• [Complete the following]:
**a.** In the review, restate the passage from "Through July 20." up to and including "himself in drag.", substituting "Wednesday" for "Tuesday".
**b.** According to the review, what does Parmagianino's name mean?
**c.** Using the review, explain why the woman in "La Schiava Turca" is described as no passive beauty.

### Article ###

Newspaper article The Record (Bergen County, NJ)

A Mystery Lady with Attitude

Newspaper article The Record (Bergen County, NJ)

A Mystery Lady with Attitude

Article excerpt

ART REVIEW

THE POETRY OF PARMAGIANINO'S "LA SCHIAVA TURCA"

The Frick Collection, 1 E. 70th St. (between Madison and Fifth avenues), Manhattan; 212-288-0700 or frick.org.

Through July 20. 10 a.m. to 6 p.m. Tuesday through Saturday; 11 a.m. to 5 p.m. Sunday.

Admission: $20, seniors (62 and over) $15, students $10. Pay what you wish Sundays from 11 a.m. to 1 p.m. Children under 10 not admitted.

Portraits of unidentified women can be enticingly mysterious. Think of "Mona Lisa" or "Girl With a Pearl Earring." A certain smile, parted lips, a come-hither look are all it takes to excite centuries of curiosity and speculation. Who was she? What was her relationship to the artist?

The answers can sometimes be bizarre, like the claim that Leonardo's enigmatically smiling subject was none other than the artist himself in drag.

Add to this gallery of mystery women "La Schiava Turca" by the Renaissance great Francesco Mazzola, otherwise known as Parmagianino (or "the little guy from Parma"). The portrait in question, currently on view at the Frick Collection, is not so well-known here, but is an icon in Parma, where it normally resides. Its subject is a rosy-cheeked beauty whose direct but playful gaze and half-smile go against Renaissance conventions. She's no passive beauty, no remote object of admiration. She's got attitude.

### Data listing ###

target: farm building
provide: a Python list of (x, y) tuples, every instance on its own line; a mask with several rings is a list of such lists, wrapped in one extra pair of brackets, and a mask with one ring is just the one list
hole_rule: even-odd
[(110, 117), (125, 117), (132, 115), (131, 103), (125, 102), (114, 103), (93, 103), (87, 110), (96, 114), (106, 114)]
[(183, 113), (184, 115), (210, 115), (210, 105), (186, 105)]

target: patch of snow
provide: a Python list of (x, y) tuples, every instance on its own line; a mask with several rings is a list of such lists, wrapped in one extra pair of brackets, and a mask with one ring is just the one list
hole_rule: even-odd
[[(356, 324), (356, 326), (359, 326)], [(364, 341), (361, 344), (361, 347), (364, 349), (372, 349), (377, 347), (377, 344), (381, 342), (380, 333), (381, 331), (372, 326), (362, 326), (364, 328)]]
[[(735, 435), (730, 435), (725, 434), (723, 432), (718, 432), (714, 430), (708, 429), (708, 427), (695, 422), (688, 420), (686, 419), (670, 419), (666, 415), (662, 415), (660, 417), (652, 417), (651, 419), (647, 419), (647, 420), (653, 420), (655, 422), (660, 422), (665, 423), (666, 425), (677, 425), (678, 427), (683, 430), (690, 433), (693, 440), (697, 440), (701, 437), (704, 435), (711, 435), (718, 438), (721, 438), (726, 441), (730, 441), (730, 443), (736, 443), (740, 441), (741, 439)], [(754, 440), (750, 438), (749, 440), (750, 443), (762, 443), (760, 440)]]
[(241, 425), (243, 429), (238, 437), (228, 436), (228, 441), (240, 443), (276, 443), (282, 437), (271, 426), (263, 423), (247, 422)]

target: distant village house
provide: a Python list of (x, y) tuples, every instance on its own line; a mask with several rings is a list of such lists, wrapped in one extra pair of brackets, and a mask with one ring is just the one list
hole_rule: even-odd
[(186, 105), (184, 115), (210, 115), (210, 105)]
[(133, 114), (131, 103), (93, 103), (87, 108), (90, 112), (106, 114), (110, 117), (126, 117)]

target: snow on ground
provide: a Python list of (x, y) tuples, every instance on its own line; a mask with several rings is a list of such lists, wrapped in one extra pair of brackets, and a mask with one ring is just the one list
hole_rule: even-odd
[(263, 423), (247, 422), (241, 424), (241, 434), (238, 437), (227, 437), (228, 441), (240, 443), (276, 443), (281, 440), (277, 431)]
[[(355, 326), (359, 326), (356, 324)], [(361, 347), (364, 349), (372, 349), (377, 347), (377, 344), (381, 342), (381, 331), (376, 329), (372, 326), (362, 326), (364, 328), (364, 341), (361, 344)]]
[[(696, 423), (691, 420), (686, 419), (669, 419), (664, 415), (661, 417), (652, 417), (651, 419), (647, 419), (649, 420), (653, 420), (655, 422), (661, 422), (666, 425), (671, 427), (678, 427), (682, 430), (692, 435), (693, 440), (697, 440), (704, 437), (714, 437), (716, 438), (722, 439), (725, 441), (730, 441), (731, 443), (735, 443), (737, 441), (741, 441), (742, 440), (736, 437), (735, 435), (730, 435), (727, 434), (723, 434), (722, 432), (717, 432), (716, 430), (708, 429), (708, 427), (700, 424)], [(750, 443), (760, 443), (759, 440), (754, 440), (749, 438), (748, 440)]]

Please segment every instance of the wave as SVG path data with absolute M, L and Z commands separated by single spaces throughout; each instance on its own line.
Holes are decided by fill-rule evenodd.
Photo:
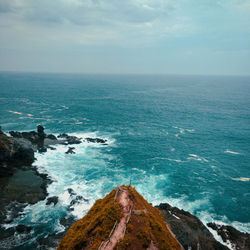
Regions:
M 232 178 L 234 181 L 250 181 L 248 177 Z
M 8 112 L 12 113 L 12 114 L 16 114 L 16 115 L 22 115 L 23 113 L 18 112 L 18 111 L 13 111 L 13 110 L 9 110 Z
M 187 157 L 188 160 L 208 162 L 208 160 L 206 158 L 200 157 L 196 154 L 189 154 L 189 156 L 191 156 L 191 157 Z
M 225 150 L 224 153 L 233 154 L 233 155 L 239 155 L 240 154 L 239 152 L 234 152 L 234 151 L 231 151 L 229 149 Z

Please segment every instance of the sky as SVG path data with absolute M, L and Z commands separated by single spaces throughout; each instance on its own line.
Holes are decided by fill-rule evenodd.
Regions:
M 250 0 L 0 0 L 0 70 L 250 75 Z

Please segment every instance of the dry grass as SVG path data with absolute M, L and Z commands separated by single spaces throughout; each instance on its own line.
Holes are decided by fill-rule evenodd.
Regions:
M 178 241 L 171 235 L 161 212 L 151 206 L 136 190 L 126 186 L 134 210 L 125 237 L 116 245 L 116 250 L 147 249 L 153 241 L 158 249 L 181 249 Z M 115 190 L 101 200 L 97 200 L 90 211 L 68 230 L 58 245 L 58 249 L 98 249 L 108 235 L 116 220 L 120 220 L 120 206 L 114 202 Z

###

• [Answers to the tasks]:
**a.**
Through July 20. 10 a.m. to 6 p.m. Wednesday through Saturday; 11 a.m. to 5 p.m. Sunday.

Admission: $20, seniors (62 and over) $15, students $10. Pay what you wish Sundays from 11 a.m. to 1 p.m. Children under 10 not admitted.

Portraits of unidentified women can be enticingly mysterious. Think of "Mona Lisa" or "Girl With a Pearl Earring." A certain smile, parted lips, a come-hither look are all it takes to excite centuries of curiosity and speculation. Who was she? What was her relationship to the artist?

The answers can sometimes be bizarre, like the claim that Leonardo's enigmatically smiling subject was none other than the artist himself in drag.

**b.** It means "the little guy from Parma."

**c.** Her direct but playful gaze and half-smile go against Renaissance conventions. That makes her more than a remote object of admiration: she has attitude.